**Prompt 1**
Return everything in the story excerpt from "The stage lights" down to "extension of herself.", copied word for word.
**Prompt 2**
According to the story excerpt, why is Daisy unable to make out any faces in the crowd? Explain in one to three sentences.
**Prompt 3**
In the story excerpt, which two smells burn Daisy's nose?

═════ Passage to read

Taking Up Space

Maxum Doucette

The stage lights burned hot against Daisy’s skin. The smell of beer and cigarettes burned her nose, and the sweat dripping from her forehead stung her eyes. She couldn’t make out any faces in the sea of people; the lights made that impossible. However, she could feel the raw emotion and the feminine rage of the fans in the pit. There was an electricity in the air, buzzing with the energy of a crowd of twenty-something-year-old-women with smudged eyeliner, fishnets, DIY shirts, and tangled hair from moshing and dancing.

Being the epicenter of the band, she not only watched but could feel her bandmates and the crowd moving their bodies to her rhythm, like they were entranced by her and incapable of staying still. Her four limbs felt as if they were connected to the drums; the sticks and pedals, simply an extension of herself.

══════════
═════ The data

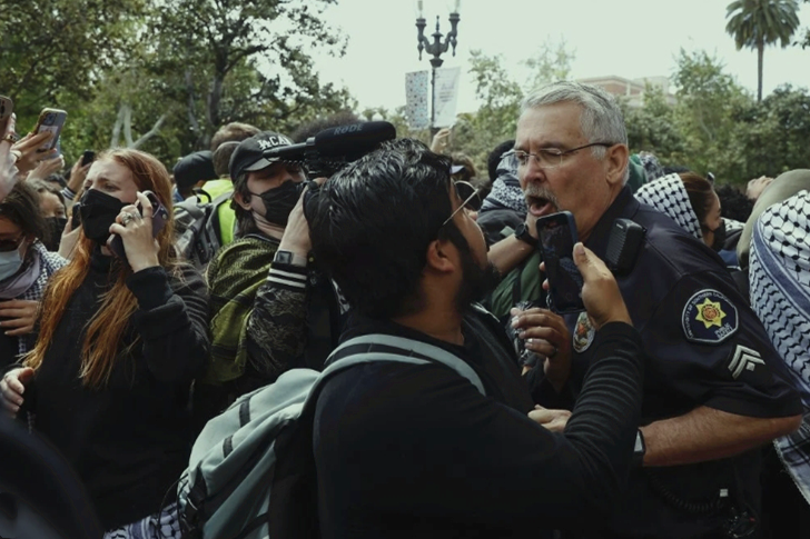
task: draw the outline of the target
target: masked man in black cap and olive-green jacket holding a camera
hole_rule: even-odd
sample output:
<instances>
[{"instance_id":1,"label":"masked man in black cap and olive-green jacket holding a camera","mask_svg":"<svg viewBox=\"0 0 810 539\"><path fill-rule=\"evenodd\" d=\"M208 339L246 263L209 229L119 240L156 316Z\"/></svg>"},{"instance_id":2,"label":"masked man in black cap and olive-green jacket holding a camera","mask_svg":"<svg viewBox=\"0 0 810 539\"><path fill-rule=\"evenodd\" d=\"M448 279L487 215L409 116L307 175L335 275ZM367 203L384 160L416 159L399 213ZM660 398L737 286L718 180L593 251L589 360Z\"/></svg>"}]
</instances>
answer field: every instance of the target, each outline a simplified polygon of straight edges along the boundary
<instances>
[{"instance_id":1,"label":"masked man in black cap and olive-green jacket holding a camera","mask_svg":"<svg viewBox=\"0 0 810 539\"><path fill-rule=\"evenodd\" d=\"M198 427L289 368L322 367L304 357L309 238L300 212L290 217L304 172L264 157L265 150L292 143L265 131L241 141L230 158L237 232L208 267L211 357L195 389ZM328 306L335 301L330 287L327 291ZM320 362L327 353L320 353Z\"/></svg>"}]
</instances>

══════════

**Worked solution 1**
The stage lights burned hot against Daisy’s skin. The smell of beer and cigarettes burned her nose, and the sweat dripping from her forehead stung her eyes. She couldn’t make out any faces in the sea of people; the lights made that impossible. However, she could feel the raw emotion and the feminine rage of the fans in the pit. There was an electricity in the air, buzzing with the energy of a crowd of twenty-something-year-old-women with smudged eyeliner, fishnets, DIY shirts, and tangled hair from moshing and dancing.

Being the epicenter of the band, she not only watched but could feel her bandmates and the crowd moving their bodies to her rhythm, like they were entranced by her and incapable of staying still. Her four limbs felt as if they were connected to the drums; the sticks and pedals, simply an extension of herself.

**Worked solution 2**
Daisy cannot make out any faces in the sea of people because the stage lights make that impossible. The lights burn hot against her skin.

**Worked solution 3**
The smell of beer and cigarettes.